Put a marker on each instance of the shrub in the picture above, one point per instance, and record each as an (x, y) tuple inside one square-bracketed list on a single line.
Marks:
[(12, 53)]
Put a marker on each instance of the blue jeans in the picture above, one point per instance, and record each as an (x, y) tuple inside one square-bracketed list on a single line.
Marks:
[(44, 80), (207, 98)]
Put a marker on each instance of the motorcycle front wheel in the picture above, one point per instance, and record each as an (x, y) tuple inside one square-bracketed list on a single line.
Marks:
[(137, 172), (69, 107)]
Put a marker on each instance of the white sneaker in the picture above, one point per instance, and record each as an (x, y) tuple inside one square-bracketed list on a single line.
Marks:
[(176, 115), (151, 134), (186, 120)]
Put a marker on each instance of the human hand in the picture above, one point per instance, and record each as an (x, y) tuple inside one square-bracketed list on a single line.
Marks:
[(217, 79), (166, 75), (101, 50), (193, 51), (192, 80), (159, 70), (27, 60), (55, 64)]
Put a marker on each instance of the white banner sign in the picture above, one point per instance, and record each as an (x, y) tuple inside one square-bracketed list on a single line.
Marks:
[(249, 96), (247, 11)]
........
*Stated exercise*
Reproduce every line of the listing above, requests included, but scale each x and y coordinate in the marks by 0.8 and round to the nearest whole number, with halves rounding up.

*Answer for the task*
Put a marker on each instance of the shrub in the picture above, one point per instance, and record each as an (x, y) tuple inside one square-bracketed list on a single line.
Marks:
[(10, 42)]
Put a marker on each instance of the blue jeans in the picture above, one point per instance, and record each as an (x, y) tuple inside one square-bracketed list on a single line.
Marks:
[(35, 64), (166, 78)]
Put a marker on each instance of the motorcycle front wheel in the picture above, one point per instance, and record each as an (x, y) tuple inside one square-bracketed list on a single line.
Marks:
[(110, 138), (55, 86)]
Put a marker on each instance of the white sneaker in the picture above, one point per instance, and record each as an (x, y) tuple inside one square-bracketed list on a single line.
Marks:
[(141, 92), (121, 107), (149, 96)]
Put a marker on each instance of the human hand in the picture above, one point per instance, and record each as an (x, y) tuple inside one square-bracketed list on a single line.
Marks:
[(174, 63), (133, 60), (81, 40), (154, 41), (154, 64), (127, 56), (22, 48), (44, 51)]
Put a marker on each instance of the white banner sign in the picture above, one point per instance, and record each as an (x, y) tuple inside one square-bracketed list on a single line.
Marks:
[(199, 77), (198, 9)]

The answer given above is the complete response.